## Problem to solve
Convert the entries from the line with "Spot the woman's" to the line with "x=162, y=201" into a two-column CSV with the headers entry_text and answer, one row per entry. Put each entry's text and its answer in a single quoted field apiece, with line breaks replaced by spaces.

## Records shown
§

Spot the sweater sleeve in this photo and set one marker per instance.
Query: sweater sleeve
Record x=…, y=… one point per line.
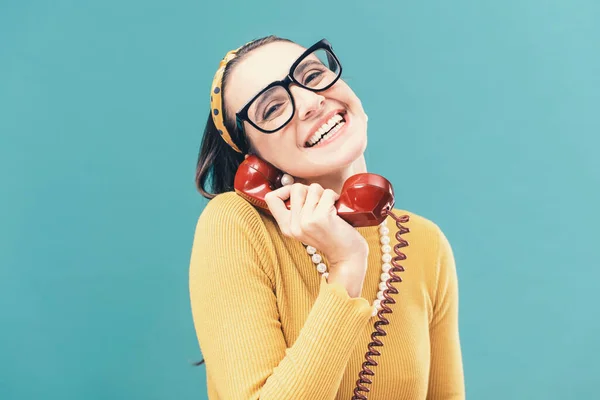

§

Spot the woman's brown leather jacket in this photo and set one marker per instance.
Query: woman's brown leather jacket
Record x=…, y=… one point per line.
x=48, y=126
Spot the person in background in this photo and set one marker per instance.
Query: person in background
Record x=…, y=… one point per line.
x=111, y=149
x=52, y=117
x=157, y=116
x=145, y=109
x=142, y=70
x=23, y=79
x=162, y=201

§

## Solution to the exercise
entry_text,answer
"Spot the woman's brown leather jacket in this photo and set one marker per instance. Query: woman's brown leather jacket Record x=…, y=… one point per line.","x=48, y=126"
"Spot the person in background in this photo and set one marker per instance. Query: person in background Record x=…, y=… one point per line.","x=111, y=149 x=52, y=117 x=157, y=116 x=145, y=109 x=142, y=70 x=23, y=79 x=162, y=201"